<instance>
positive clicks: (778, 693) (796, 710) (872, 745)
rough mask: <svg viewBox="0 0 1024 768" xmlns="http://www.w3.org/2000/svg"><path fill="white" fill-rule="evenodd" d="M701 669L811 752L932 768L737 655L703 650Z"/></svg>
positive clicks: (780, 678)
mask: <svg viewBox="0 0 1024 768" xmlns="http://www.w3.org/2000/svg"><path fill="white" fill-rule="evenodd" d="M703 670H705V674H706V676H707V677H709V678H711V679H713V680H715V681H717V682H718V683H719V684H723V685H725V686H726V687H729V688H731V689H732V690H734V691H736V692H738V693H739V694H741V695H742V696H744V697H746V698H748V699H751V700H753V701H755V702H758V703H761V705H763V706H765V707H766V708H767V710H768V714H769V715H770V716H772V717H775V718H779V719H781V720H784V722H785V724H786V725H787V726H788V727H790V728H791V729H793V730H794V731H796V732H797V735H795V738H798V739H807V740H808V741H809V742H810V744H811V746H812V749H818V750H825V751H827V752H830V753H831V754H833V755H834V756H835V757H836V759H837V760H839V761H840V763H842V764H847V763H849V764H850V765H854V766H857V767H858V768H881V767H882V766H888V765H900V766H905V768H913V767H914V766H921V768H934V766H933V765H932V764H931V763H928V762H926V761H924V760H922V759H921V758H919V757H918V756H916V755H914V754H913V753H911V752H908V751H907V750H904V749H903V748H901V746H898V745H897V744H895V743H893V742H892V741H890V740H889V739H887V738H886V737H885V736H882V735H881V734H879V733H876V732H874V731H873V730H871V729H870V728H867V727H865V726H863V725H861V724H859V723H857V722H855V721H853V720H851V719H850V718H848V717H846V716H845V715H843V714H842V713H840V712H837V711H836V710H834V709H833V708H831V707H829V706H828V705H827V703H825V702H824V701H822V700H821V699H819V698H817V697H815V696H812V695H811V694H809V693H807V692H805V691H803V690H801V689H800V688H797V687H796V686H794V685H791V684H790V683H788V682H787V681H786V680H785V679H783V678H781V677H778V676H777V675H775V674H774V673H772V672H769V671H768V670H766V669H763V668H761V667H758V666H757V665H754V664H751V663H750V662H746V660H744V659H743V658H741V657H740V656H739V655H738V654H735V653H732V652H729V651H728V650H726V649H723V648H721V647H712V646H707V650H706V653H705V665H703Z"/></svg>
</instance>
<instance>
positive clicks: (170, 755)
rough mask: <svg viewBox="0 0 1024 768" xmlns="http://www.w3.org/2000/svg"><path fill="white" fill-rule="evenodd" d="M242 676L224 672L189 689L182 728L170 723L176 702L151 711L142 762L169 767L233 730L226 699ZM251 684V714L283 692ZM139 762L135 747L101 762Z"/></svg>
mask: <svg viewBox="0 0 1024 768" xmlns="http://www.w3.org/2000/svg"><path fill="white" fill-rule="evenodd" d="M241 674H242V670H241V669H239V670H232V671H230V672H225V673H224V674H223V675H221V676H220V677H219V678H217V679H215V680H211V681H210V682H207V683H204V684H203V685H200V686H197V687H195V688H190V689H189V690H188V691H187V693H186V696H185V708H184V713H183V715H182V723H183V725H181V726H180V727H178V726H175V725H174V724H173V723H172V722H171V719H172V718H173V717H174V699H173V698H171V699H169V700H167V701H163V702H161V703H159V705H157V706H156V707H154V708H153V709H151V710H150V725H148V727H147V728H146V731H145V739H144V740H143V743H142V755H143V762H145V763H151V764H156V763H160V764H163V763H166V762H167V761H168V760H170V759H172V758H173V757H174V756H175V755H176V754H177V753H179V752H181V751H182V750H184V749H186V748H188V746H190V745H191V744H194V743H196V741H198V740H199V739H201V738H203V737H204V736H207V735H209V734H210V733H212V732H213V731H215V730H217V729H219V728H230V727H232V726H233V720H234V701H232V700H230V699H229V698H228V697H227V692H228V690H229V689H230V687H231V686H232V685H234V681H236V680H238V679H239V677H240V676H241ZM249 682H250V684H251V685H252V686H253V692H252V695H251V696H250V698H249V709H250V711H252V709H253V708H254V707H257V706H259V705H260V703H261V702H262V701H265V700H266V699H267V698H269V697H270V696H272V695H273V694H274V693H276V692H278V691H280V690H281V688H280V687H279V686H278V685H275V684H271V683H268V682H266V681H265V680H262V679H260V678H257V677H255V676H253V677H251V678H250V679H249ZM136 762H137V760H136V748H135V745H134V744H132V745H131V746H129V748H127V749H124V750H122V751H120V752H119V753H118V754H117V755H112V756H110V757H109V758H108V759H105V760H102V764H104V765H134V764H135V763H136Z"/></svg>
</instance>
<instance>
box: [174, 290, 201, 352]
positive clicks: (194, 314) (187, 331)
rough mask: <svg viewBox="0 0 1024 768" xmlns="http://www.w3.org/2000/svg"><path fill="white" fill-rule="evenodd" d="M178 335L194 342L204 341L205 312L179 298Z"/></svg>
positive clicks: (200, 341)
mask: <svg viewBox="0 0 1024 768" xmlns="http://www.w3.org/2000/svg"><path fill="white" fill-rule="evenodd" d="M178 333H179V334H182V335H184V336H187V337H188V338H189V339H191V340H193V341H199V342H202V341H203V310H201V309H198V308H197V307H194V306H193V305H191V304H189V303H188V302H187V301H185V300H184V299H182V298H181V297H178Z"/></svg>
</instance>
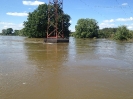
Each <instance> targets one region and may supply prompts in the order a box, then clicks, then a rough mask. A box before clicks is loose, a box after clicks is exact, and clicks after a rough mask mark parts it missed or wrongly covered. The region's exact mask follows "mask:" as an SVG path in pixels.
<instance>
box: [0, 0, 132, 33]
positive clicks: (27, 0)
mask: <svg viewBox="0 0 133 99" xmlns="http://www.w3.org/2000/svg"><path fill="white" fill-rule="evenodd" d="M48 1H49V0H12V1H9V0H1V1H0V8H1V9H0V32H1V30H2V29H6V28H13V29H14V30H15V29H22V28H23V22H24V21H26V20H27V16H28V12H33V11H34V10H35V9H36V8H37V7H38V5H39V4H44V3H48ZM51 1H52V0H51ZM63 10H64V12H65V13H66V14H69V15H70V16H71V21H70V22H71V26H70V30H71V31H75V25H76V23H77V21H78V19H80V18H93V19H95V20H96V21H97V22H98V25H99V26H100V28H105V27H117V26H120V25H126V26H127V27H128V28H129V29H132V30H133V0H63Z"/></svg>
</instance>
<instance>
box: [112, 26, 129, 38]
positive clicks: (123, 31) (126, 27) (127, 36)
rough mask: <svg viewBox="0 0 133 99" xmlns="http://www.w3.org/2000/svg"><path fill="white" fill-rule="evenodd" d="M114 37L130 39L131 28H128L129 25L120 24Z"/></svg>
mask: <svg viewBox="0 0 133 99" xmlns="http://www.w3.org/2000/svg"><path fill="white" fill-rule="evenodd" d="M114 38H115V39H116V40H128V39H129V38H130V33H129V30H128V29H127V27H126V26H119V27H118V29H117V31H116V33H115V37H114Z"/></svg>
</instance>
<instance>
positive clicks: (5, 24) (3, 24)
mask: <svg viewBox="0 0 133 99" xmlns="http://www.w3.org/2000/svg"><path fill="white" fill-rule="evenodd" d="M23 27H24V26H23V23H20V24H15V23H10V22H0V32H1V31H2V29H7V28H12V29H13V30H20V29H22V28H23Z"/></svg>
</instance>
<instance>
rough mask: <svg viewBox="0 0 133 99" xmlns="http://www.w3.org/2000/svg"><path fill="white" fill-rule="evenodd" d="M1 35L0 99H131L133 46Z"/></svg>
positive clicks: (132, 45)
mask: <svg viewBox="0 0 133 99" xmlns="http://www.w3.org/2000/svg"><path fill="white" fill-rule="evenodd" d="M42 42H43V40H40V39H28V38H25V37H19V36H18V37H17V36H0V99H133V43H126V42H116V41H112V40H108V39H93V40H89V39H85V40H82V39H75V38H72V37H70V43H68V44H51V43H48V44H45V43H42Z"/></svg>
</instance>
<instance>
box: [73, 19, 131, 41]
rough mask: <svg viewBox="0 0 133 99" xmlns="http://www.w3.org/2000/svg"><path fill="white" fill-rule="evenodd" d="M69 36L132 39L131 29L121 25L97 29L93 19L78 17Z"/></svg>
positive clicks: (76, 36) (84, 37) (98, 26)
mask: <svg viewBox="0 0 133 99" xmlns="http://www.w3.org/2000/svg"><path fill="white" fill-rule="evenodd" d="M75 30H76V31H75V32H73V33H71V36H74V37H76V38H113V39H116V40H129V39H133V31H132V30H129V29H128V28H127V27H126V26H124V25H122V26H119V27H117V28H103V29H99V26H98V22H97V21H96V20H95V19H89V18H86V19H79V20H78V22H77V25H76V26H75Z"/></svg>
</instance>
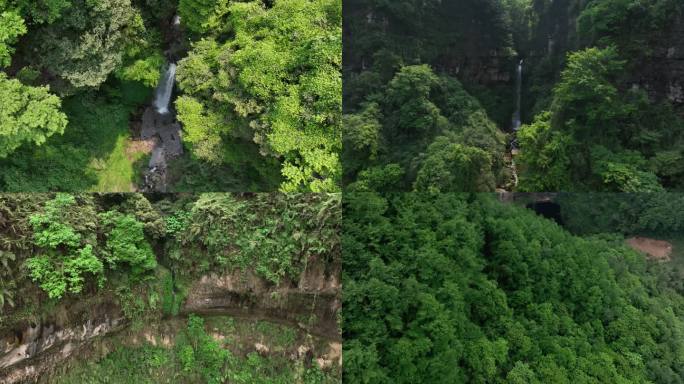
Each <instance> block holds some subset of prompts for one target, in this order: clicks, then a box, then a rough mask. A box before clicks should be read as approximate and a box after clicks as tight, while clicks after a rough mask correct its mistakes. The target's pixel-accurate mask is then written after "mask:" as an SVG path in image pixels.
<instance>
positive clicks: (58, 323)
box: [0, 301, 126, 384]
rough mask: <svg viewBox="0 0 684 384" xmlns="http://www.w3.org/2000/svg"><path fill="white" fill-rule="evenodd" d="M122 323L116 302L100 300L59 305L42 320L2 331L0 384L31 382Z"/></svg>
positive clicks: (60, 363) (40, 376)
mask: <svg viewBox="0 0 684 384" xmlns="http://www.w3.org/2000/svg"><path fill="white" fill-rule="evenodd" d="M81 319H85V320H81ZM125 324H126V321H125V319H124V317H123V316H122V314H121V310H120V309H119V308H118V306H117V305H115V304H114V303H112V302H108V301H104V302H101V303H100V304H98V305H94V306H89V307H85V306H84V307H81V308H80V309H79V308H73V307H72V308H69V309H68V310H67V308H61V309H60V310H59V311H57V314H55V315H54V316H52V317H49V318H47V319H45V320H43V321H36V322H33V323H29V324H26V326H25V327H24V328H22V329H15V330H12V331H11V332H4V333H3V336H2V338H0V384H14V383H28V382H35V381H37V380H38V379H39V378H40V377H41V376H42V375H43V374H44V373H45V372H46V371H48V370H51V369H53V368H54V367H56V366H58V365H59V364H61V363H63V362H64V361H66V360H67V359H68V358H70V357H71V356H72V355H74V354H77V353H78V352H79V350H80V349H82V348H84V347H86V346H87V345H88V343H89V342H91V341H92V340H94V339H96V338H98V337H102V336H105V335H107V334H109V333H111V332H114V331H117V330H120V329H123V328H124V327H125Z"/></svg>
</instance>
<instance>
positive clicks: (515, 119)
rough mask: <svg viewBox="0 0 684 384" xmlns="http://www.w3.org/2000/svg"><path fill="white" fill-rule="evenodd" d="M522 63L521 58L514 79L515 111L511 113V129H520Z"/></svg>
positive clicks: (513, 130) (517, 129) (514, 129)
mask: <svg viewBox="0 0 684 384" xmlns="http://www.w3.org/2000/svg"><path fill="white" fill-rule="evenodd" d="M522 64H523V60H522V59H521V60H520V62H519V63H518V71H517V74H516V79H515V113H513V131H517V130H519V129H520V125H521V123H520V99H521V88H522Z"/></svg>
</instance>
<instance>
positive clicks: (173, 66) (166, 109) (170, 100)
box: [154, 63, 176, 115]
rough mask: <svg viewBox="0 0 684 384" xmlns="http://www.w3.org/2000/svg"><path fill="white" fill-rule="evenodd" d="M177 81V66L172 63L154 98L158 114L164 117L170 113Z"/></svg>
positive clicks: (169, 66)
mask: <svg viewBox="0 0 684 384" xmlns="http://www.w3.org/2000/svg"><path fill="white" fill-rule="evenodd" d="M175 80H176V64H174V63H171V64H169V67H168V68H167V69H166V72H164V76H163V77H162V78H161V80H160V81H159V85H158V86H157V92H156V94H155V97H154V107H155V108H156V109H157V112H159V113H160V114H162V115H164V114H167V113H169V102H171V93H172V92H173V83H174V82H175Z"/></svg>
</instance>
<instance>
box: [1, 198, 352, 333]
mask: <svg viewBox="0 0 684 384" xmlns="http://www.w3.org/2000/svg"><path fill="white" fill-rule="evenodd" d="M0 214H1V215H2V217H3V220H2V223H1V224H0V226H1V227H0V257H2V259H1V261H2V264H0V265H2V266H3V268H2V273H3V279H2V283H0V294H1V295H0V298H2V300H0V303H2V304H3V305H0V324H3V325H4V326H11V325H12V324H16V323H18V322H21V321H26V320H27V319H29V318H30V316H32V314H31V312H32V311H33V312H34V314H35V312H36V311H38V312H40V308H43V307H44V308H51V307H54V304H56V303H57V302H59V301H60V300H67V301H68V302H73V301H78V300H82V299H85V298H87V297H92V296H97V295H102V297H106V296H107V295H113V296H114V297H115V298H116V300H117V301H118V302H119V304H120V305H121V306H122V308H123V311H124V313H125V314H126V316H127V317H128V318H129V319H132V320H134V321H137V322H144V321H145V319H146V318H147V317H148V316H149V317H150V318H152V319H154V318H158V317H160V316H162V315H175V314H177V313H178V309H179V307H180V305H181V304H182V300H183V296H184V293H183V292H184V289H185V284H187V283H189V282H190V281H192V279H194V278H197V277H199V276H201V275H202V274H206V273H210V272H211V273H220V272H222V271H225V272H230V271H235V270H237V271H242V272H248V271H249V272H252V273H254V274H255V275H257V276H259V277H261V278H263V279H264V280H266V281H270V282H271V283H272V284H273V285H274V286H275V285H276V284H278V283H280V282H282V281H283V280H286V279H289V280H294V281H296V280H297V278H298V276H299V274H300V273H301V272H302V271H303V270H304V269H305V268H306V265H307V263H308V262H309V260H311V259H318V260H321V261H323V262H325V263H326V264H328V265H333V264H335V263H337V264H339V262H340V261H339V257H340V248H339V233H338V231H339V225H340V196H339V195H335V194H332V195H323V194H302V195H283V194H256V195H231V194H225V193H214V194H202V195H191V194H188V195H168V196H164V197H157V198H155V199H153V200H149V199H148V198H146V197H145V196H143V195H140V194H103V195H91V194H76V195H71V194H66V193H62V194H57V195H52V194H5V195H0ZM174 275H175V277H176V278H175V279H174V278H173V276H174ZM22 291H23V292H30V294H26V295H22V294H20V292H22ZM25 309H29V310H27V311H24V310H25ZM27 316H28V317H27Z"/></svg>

Task
Which lines in the records above contain the string "while"? Show each such line in full, counting only matches with the same case.

Result of this task
Each <instance> block holds some subset of prompts for one target, in this order: clicks, then a box, then a rough mask. A box before clicks should be read as approximate and a box after clicks as tight, while clicks after a rough mask correct its mistakes. The target's pixel-accurate mask is then written after "mask:" as an SVG path in image pixels.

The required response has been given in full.